* Requirements
Set down the data below without change, skipping the pictures it holds.

[Begin Supplied records]

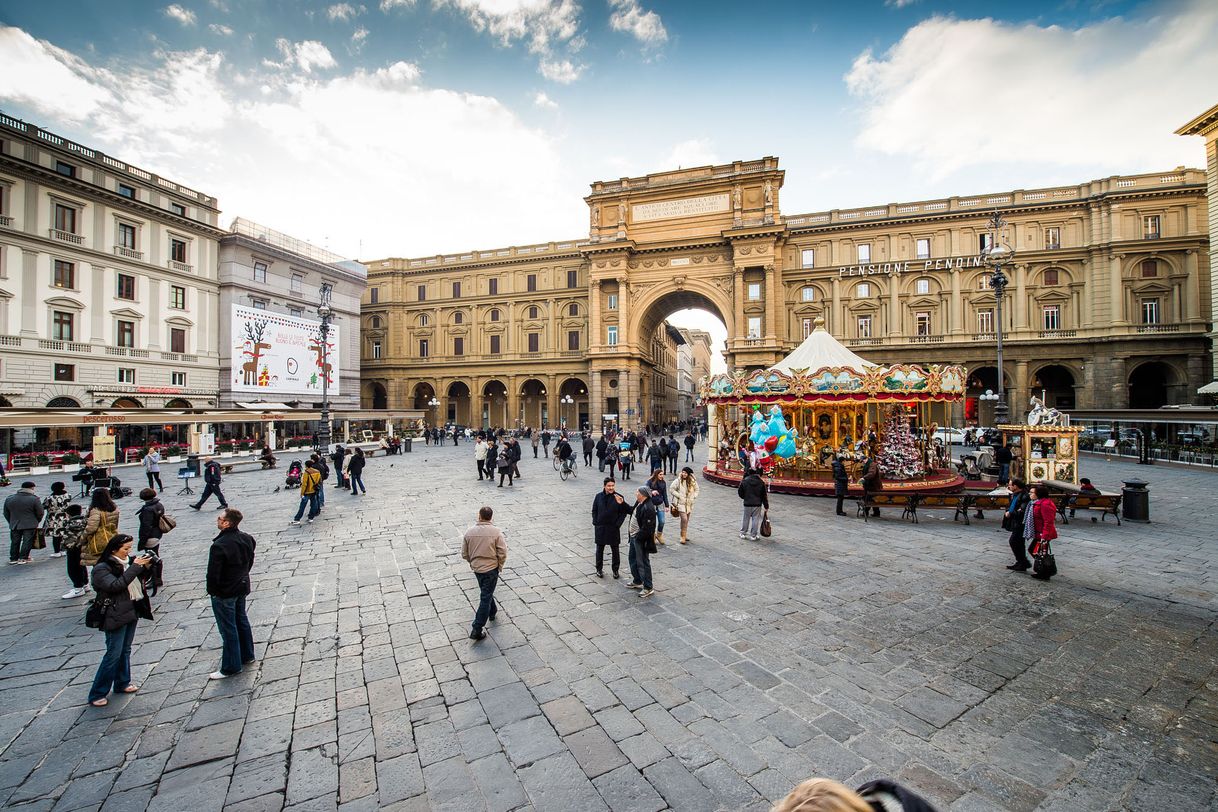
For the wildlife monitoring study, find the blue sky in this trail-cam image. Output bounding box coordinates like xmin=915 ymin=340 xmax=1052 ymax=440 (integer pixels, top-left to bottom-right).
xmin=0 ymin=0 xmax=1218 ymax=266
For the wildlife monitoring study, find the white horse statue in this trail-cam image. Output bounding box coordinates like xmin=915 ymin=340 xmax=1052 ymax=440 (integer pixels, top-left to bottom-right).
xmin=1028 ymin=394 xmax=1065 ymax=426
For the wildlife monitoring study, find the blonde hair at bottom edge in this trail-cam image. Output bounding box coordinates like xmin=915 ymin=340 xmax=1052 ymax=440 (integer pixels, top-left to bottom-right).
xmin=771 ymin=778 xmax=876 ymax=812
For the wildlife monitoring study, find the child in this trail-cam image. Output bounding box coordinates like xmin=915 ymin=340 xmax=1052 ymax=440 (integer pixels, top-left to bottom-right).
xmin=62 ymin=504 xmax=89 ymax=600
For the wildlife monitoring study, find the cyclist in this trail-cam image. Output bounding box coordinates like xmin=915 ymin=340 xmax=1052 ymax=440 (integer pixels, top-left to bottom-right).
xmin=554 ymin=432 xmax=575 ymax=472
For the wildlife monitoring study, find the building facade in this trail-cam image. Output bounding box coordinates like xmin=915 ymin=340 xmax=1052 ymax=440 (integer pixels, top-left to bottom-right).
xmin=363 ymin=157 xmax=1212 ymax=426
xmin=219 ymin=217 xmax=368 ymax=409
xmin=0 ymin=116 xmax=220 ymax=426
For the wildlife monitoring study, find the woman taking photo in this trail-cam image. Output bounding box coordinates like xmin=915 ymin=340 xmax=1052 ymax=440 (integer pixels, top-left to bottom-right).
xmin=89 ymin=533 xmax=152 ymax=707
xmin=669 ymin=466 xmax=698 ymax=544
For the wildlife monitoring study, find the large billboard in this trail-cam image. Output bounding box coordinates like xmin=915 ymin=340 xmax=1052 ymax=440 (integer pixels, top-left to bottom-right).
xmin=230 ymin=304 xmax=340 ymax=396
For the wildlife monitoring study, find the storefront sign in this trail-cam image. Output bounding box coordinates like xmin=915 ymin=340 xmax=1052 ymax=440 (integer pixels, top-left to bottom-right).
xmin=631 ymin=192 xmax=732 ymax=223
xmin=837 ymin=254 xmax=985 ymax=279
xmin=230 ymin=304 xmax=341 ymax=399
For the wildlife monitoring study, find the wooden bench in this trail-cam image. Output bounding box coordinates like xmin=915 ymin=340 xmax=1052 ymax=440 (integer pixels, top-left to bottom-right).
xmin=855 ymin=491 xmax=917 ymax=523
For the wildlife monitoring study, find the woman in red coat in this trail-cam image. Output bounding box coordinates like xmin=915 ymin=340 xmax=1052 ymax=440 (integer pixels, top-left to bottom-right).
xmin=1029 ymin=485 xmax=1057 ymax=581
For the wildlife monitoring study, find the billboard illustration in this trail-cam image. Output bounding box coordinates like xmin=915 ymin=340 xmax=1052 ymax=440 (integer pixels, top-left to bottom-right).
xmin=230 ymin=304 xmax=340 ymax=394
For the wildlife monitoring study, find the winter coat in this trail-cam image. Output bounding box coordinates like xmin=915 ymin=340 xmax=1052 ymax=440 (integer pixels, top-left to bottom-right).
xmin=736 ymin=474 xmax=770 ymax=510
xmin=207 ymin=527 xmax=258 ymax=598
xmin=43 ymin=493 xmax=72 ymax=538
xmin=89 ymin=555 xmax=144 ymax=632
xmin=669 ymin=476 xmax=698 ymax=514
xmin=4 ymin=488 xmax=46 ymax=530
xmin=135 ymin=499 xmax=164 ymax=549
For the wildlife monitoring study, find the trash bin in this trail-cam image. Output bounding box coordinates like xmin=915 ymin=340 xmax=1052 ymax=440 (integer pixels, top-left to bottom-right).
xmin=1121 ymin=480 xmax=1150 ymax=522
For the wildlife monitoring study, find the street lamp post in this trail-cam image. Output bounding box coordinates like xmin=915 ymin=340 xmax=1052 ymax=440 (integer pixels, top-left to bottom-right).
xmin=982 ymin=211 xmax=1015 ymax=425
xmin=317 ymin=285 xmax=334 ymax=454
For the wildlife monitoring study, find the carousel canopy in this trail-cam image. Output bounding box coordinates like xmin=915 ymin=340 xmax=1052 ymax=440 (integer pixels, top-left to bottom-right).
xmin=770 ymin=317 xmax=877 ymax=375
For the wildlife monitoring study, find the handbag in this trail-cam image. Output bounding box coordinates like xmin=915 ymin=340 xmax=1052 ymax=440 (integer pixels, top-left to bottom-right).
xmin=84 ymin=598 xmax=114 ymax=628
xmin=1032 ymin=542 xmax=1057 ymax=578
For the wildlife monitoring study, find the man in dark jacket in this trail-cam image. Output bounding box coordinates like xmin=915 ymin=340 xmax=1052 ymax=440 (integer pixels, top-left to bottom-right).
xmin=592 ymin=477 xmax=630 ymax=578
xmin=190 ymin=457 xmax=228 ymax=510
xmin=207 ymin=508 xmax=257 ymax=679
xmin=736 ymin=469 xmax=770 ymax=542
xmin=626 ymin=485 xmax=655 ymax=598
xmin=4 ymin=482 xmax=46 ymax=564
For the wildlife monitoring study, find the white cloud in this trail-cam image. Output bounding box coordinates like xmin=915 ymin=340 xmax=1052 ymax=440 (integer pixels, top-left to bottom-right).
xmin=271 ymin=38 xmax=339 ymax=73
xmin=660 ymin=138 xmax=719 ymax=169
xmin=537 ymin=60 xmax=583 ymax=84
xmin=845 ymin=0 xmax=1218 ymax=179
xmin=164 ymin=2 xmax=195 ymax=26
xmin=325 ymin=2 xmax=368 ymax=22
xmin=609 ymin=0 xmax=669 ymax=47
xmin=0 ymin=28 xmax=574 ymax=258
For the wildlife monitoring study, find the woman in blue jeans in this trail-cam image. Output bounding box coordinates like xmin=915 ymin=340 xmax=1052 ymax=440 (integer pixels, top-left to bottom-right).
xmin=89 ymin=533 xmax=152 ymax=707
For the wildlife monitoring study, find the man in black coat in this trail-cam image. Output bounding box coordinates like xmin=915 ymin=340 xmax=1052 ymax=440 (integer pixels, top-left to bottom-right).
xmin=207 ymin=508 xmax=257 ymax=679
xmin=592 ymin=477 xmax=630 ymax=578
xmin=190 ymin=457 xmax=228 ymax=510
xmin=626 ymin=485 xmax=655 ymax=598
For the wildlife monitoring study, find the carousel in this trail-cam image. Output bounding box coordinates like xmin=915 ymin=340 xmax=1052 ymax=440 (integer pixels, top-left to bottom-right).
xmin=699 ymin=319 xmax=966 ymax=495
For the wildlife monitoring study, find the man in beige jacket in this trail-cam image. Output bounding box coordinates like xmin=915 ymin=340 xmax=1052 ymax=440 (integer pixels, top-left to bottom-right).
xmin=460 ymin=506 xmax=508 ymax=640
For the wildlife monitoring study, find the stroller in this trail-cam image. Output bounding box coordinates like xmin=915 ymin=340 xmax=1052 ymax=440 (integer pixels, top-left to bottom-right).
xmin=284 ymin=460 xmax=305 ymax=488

[End Supplied records]

* Exercise solution
For the wildlife monitoring study, find the blue sky in this trail-cam image. Output bounding box coordinates like xmin=915 ymin=340 xmax=1052 ymax=440 (integer pixels, top-left to bottom-right).
xmin=0 ymin=0 xmax=1218 ymax=266
For the wildlife monitoring study, find the white horse statue in this trail-cam image. Output bounding box coordinates like xmin=915 ymin=340 xmax=1052 ymax=440 (integer pixels, top-left to bottom-right).
xmin=1028 ymin=394 xmax=1065 ymax=426
For the wildlife monitoring study, find the blonde hair at bottom edge in this trail-cam image. Output bounding box coordinates like xmin=915 ymin=340 xmax=1052 ymax=440 (integer pixels, top-left to bottom-right).
xmin=771 ymin=778 xmax=876 ymax=812
For the wildlife monitoring study, find the child in this trail-cam image. Output bounding box coordinates like xmin=915 ymin=340 xmax=1052 ymax=440 (integer pixels, top-left to bottom-right).
xmin=62 ymin=504 xmax=89 ymax=600
For the wildlife monitoring study, find the cyclist in this trail-cam image. Output bounding box coordinates like xmin=915 ymin=340 xmax=1052 ymax=440 (integer pixels, top-left to bottom-right).
xmin=554 ymin=432 xmax=575 ymax=472
For the wildlife monitoring study, find the building facade in this trail-cam image. Output bounding box coordinates like xmin=915 ymin=340 xmax=1052 ymax=440 (integer pixels, top-left to bottom-right).
xmin=363 ymin=157 xmax=1212 ymax=426
xmin=219 ymin=217 xmax=368 ymax=409
xmin=0 ymin=116 xmax=220 ymax=426
For the wildlife monitoring study, find the woman taking photo in this trail-cam image. Output bounding box coordinates like xmin=915 ymin=340 xmax=1052 ymax=440 (integer pixels, top-left to bottom-right).
xmin=89 ymin=533 xmax=152 ymax=707
xmin=669 ymin=466 xmax=698 ymax=544
For the wildlife monitoring study, find the large billboard in this trail-cam image. Output bounding box coordinates like xmin=915 ymin=340 xmax=1052 ymax=440 (integer pixels, top-left to bottom-right).
xmin=230 ymin=304 xmax=340 ymax=396
For the wildlife monitoring study, find the storefront sign in this trail-cam image. Output bounding box coordinates like xmin=915 ymin=340 xmax=1052 ymax=440 (integer pixels, top-left to bottom-right).
xmin=631 ymin=192 xmax=732 ymax=223
xmin=837 ymin=254 xmax=985 ymax=279
xmin=230 ymin=304 xmax=341 ymax=399
For the wildlife monitoring study, find the wooden bench in this trail-cam image. Output bounding box coordinates like xmin=915 ymin=340 xmax=1052 ymax=440 (integer pixels, top-left to bottom-right).
xmin=855 ymin=491 xmax=917 ymax=523
For the wildlife monitoring study, find the woman in red coat in this trail-cam image. Output bounding box coordinates like xmin=915 ymin=340 xmax=1052 ymax=440 (integer pixels, top-left to bottom-right).
xmin=1029 ymin=485 xmax=1057 ymax=581
For the wildlife monitoring study, find the billboard illustration in this trail-cam image. Output bounding box coordinates like xmin=915 ymin=340 xmax=1052 ymax=440 (integer pixels, top-left to bottom-right).
xmin=230 ymin=304 xmax=340 ymax=394
For the wildlife monitoring study, find the winter coat in this trail-cam image. Output bounding box coordinates like xmin=915 ymin=340 xmax=1052 ymax=440 (integer pixels, top-left to bottom-right).
xmin=736 ymin=474 xmax=770 ymax=510
xmin=207 ymin=527 xmax=258 ymax=598
xmin=43 ymin=493 xmax=72 ymax=538
xmin=89 ymin=555 xmax=144 ymax=632
xmin=669 ymin=476 xmax=698 ymax=514
xmin=4 ymin=488 xmax=46 ymax=530
xmin=135 ymin=499 xmax=164 ymax=549
For the wildlife monitoring study, find the trash bin in this trail-cam image. Output bounding box coordinates like xmin=915 ymin=340 xmax=1052 ymax=440 (integer pixels, top-left to bottom-right).
xmin=1121 ymin=480 xmax=1150 ymax=522
For the wildlife monitoring study, find the street lamp post in this trail-cam image. Output bounding box coordinates like xmin=915 ymin=340 xmax=1052 ymax=440 (integer pixels, top-left to bottom-right).
xmin=982 ymin=211 xmax=1015 ymax=425
xmin=317 ymin=285 xmax=334 ymax=454
For the wildlife monitoring study, find the carousel canopy in this trail-cam image. Output bounding box coordinates like xmin=915 ymin=340 xmax=1052 ymax=440 (integer pixels, top-left to bottom-right).
xmin=770 ymin=317 xmax=877 ymax=375
For the wildlife monitoring study, find the handbag in this trail-cam image. Output bounding box coordinates like xmin=915 ymin=340 xmax=1052 ymax=440 (integer pixels, top-left to bottom-right).
xmin=84 ymin=598 xmax=114 ymax=628
xmin=1032 ymin=542 xmax=1057 ymax=578
For the wildlife monitoring study, find the man in dark jacket in this trail-cam image. Output bounding box coordinates like xmin=915 ymin=340 xmax=1052 ymax=440 (integer pixels, top-left to bottom-right).
xmin=592 ymin=477 xmax=630 ymax=578
xmin=190 ymin=457 xmax=228 ymax=510
xmin=207 ymin=508 xmax=257 ymax=679
xmin=736 ymin=469 xmax=770 ymax=542
xmin=626 ymin=485 xmax=655 ymax=598
xmin=4 ymin=482 xmax=46 ymax=564
For the wildlife monitoring study, find the white cloud in this trail-cam image. Output bounding box coordinates like xmin=915 ymin=340 xmax=1052 ymax=440 (integer pixels, top-left to bottom-right).
xmin=271 ymin=38 xmax=339 ymax=73
xmin=660 ymin=138 xmax=719 ymax=169
xmin=537 ymin=60 xmax=583 ymax=84
xmin=845 ymin=0 xmax=1218 ymax=179
xmin=164 ymin=2 xmax=195 ymax=26
xmin=325 ymin=2 xmax=368 ymax=22
xmin=609 ymin=0 xmax=669 ymax=47
xmin=0 ymin=28 xmax=574 ymax=258
For the wildlife monitoring study, find the woman in blue jeans in this trail-cam image. Output bounding box coordinates like xmin=915 ymin=340 xmax=1052 ymax=440 (integer pixels, top-left to bottom-right).
xmin=89 ymin=533 xmax=152 ymax=707
For the wildlife monitoring study, find the man in black coat in this trail-cam image. Output bounding box coordinates like xmin=915 ymin=340 xmax=1052 ymax=440 (integer pixels, top-left to bottom-right).
xmin=207 ymin=508 xmax=257 ymax=679
xmin=592 ymin=477 xmax=630 ymax=578
xmin=190 ymin=457 xmax=228 ymax=510
xmin=626 ymin=485 xmax=655 ymax=598
For the wildlife monitoring study, find the carousel in this trail-cam image. Output bounding box coordinates like xmin=915 ymin=340 xmax=1052 ymax=440 (integer pixels, top-left to bottom-right).
xmin=699 ymin=319 xmax=966 ymax=495
For the wildlife monitoring study, find the man in beige jacket in this trail-cam image. Output bounding box coordinates like xmin=915 ymin=340 xmax=1052 ymax=440 (integer pixels, top-left to bottom-right).
xmin=460 ymin=506 xmax=508 ymax=640
For the wildlife monitoring study, find the stroller in this trail-cam image. Output bounding box coordinates like xmin=915 ymin=340 xmax=1052 ymax=440 (integer pixels, top-left to bottom-right).
xmin=284 ymin=460 xmax=305 ymax=488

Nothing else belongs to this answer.